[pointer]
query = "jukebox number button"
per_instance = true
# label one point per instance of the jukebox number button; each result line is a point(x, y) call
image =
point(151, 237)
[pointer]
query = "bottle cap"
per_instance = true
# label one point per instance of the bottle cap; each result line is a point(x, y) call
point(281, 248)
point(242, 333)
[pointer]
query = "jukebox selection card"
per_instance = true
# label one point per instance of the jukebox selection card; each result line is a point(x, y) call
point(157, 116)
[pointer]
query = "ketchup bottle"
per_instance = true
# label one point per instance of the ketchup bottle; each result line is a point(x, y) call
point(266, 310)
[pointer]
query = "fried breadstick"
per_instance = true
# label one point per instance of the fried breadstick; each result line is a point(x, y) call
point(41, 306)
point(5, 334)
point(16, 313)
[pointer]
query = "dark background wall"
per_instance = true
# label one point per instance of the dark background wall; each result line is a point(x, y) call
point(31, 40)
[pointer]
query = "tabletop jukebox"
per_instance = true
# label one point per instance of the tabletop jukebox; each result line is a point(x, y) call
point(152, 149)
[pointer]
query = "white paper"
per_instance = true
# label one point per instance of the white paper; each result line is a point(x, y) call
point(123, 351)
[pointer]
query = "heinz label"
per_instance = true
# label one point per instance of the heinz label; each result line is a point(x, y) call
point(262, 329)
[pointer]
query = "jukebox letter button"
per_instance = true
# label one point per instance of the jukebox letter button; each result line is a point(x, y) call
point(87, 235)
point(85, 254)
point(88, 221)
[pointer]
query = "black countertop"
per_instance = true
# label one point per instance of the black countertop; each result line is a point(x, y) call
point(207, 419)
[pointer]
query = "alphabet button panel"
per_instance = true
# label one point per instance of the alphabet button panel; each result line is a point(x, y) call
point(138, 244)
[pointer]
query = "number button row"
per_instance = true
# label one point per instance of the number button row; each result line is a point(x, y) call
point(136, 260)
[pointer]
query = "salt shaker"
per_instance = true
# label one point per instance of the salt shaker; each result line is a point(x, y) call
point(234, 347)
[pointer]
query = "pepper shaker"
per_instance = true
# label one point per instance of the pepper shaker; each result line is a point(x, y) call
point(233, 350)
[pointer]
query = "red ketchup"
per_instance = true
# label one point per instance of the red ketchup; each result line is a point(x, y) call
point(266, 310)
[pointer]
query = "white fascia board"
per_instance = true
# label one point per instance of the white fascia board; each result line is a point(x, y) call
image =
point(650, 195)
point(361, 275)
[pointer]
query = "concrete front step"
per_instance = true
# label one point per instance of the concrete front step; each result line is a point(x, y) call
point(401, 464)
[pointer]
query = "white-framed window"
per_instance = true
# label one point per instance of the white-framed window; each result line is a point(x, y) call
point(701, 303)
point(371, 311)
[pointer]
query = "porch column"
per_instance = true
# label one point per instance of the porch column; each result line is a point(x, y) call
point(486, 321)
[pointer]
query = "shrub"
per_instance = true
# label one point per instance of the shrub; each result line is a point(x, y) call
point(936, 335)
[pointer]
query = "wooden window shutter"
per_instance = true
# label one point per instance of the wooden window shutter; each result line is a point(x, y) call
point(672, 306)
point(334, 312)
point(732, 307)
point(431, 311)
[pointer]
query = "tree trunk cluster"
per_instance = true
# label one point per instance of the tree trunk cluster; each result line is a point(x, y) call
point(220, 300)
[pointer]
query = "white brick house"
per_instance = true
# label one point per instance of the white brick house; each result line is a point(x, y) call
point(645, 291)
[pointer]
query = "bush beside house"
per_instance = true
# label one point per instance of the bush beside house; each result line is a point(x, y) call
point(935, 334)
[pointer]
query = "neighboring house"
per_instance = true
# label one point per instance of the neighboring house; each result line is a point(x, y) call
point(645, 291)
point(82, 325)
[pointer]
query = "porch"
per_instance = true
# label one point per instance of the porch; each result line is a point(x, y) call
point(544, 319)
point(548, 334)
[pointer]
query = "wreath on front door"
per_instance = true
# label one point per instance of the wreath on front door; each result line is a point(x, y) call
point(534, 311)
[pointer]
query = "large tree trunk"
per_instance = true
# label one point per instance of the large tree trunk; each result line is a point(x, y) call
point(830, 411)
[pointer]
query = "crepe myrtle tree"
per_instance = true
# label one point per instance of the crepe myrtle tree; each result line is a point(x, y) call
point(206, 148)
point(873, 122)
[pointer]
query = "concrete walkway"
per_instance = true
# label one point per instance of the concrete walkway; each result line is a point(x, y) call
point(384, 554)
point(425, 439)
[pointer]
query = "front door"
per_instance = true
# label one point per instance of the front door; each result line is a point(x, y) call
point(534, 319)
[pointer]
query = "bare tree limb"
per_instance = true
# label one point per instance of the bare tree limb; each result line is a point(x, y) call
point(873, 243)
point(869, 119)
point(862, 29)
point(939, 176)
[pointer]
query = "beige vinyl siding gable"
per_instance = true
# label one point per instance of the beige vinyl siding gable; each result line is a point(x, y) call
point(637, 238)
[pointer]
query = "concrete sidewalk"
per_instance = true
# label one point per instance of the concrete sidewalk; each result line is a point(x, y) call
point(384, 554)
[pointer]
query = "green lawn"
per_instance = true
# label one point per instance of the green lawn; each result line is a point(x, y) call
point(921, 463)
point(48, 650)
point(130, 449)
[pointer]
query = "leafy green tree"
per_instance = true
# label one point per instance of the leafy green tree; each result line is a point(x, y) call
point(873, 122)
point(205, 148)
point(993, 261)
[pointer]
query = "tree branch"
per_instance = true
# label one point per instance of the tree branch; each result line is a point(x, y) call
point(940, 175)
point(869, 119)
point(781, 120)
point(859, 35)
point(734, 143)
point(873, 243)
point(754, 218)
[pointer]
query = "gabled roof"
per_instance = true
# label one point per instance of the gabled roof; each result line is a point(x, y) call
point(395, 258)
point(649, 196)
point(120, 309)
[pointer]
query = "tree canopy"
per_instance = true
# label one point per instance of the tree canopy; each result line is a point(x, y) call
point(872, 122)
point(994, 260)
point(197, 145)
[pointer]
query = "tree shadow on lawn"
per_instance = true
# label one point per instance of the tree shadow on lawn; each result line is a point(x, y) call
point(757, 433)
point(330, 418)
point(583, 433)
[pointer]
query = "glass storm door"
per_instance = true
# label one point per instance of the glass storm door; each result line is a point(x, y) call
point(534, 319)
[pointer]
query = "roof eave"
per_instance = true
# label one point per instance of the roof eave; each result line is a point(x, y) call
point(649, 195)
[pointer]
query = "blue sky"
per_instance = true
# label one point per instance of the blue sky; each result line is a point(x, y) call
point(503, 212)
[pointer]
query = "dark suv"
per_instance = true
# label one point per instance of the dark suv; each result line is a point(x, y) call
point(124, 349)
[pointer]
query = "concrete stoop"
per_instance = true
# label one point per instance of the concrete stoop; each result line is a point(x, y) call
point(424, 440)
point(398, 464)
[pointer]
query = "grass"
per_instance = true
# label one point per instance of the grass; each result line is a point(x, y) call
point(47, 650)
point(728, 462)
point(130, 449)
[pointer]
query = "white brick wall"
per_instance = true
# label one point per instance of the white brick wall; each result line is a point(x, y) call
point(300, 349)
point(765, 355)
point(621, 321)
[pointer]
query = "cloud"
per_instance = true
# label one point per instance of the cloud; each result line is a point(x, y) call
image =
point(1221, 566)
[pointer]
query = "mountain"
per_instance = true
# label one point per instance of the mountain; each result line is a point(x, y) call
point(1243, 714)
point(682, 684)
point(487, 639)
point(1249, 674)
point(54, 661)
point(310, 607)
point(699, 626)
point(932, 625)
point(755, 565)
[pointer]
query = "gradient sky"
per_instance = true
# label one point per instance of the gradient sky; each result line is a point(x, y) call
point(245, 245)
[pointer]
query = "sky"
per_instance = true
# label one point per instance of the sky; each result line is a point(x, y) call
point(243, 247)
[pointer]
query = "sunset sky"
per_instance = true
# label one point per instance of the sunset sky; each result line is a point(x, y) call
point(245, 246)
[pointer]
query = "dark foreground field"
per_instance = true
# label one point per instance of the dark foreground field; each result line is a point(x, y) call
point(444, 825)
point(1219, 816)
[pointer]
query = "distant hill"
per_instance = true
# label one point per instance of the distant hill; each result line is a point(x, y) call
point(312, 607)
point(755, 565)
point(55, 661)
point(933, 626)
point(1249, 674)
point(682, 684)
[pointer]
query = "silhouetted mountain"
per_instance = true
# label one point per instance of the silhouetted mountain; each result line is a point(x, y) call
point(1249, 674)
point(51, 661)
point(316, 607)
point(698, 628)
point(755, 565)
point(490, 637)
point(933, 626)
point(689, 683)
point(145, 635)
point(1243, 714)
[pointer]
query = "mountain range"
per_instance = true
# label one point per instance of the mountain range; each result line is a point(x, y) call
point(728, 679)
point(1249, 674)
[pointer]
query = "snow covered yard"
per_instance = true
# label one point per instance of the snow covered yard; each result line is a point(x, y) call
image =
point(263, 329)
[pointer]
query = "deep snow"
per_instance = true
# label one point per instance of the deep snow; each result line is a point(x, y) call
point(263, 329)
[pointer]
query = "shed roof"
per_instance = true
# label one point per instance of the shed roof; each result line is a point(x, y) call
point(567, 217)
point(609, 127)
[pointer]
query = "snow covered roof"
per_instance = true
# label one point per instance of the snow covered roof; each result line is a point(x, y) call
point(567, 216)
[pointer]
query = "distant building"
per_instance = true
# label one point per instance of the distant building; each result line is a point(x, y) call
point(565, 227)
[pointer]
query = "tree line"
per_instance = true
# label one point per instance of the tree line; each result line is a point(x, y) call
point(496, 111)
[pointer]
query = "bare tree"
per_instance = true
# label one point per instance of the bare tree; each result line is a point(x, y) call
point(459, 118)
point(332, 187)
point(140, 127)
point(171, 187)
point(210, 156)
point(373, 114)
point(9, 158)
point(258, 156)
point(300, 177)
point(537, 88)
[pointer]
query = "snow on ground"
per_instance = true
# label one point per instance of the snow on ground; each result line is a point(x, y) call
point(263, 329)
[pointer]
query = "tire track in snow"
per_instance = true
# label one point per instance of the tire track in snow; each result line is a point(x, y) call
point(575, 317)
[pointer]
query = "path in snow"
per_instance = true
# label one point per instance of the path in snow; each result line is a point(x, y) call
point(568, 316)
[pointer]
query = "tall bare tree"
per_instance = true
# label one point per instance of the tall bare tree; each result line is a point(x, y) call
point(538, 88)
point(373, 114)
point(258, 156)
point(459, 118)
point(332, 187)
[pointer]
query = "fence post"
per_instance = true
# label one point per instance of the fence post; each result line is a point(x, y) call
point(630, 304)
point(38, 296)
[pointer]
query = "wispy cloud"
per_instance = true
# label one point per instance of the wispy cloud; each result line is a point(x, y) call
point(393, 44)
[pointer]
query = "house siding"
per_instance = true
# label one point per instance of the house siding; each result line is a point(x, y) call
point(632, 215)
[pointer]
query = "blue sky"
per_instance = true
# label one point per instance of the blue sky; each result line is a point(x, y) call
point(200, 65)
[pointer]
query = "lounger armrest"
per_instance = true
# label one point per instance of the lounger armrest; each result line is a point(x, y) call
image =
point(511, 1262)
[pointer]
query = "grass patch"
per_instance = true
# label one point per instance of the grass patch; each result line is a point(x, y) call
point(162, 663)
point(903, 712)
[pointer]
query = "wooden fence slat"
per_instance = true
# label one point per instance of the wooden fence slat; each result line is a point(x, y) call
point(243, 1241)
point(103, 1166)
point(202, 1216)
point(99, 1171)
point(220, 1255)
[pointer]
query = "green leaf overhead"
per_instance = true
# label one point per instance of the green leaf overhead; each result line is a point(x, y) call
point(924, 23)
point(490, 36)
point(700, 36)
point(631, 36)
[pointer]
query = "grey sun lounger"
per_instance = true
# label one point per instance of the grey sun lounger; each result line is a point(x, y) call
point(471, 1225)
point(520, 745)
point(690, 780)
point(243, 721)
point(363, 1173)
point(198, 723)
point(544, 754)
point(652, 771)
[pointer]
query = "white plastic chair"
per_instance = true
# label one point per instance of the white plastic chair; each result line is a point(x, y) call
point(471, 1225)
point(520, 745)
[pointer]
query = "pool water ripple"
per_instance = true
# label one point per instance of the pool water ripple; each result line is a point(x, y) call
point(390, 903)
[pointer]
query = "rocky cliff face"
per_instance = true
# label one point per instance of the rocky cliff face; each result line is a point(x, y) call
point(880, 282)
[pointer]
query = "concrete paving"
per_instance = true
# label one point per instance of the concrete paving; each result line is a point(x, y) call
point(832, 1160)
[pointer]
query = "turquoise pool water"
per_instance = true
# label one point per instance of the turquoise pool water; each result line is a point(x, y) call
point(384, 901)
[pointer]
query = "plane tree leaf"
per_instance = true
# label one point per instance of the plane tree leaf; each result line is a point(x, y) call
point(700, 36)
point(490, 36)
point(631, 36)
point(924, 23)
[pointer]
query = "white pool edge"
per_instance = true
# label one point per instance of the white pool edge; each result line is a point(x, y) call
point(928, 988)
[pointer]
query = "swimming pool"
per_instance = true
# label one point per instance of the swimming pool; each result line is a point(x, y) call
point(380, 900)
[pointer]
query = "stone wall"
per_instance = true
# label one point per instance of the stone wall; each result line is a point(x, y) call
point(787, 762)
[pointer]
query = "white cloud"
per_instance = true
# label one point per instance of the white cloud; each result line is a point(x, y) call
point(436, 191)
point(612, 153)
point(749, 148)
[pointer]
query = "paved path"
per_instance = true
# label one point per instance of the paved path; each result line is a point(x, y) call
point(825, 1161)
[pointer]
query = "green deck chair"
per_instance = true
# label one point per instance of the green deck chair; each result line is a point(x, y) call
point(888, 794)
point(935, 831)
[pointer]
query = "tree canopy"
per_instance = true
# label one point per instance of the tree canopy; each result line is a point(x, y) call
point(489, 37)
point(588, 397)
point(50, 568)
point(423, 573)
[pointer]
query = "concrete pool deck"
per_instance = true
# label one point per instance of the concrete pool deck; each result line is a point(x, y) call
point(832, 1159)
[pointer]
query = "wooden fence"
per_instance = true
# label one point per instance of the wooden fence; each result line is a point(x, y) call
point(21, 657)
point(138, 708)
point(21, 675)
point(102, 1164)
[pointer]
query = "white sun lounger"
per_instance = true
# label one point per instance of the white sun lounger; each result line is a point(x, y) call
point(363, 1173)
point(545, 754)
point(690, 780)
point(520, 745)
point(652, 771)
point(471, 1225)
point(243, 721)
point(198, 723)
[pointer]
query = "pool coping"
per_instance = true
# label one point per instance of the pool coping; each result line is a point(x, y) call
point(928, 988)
################
**Problem to solve**
In the items above, identify each line that contains the word "patch" and copy every one of those lines in full.

**The reply**
query = "grass patch"
# label one point per instance of the grass patch; each result line is a point(x, y) call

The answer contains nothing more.